+++ DOCUMENT SOURCE +++

Elizabeth von Arnim
Salvy
419 pages
Résumé:
Lady Frances Skeffington - Fanny pour ses amis - va avoir cinquante ans. Elle vit dans l'un des quartiers les plus chics de Londres, entourée de domestiques. Elle a divorcé il y a vingt ans de Job Skeffingtion, un juif richissime qui, depuis, a quitté Londres. Mais son souvenir ne cesse de la hanter. Son médecin lui conseille de revoir ce mari longtemps oublié, et de revoir les amants qui l'ont accompagnée au long de sa vie.
Mon commentaire:
Le résumé de l'histoire n'est certes pas fantastique et ne donne pas vraiment envie de lire le roman. Les premiers chapitres sont un peu longuets, avant que l'on comprenne ce qui motive Fanny et ce que sera son parcours. Fanny a peur de vieillir. Elle a connu la gloire et la beauté dans les cercles bourgeois, a été adulée par tous les hommes et ne manquait pas de prétendants. Elle n'a cependant jamais voulu se remarier et à l'aube de la cinquantaine, elle constate que sa beauté se fane, qu'elle n'a ni mari, ni enfants, et rien devant elle qui la fasse espérer et profiter de la seconde moitié de sa vie.

+++

- CONSIGNE A -
D'après le document source, depuis combien de temps Fanny est-elle divorcée ?
- CONSIGNE B -
Relevez toutes les indications placées en tête du document source, avant le résumé.
- CONSIGNE C -
Les affirmations suivantes concordent-elles avec le document source ? (i) Fanny habite un quartier chic de Londres. (ii) Fanny s'est remariée après son divorce. (iii) Les premiers chapitres sont jugés captivants.
La liste constitue un matériau distinct du document source.

+++ DONNÉES FOURNIES +++

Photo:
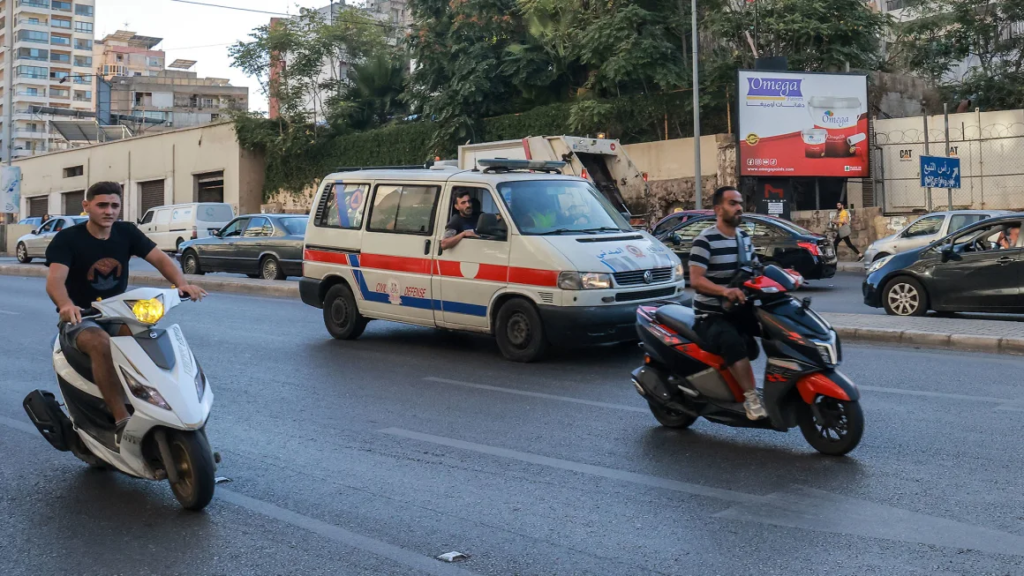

+++

- RÉPONSE A -
Depuis vingt ans.

- RÉPONSE B -
Elizabeth von Arnim ; Salvy ; 419 pages.

- RÉPONSE C -
(i) Oui : « Elle vit dans l'un des quartiers les plus chics de Londres ».
(ii) Non : « Elle n'a cependant jamais voulu se remarier ».
(iii) Non : « Les premiers chapitres sont un peu longuets ».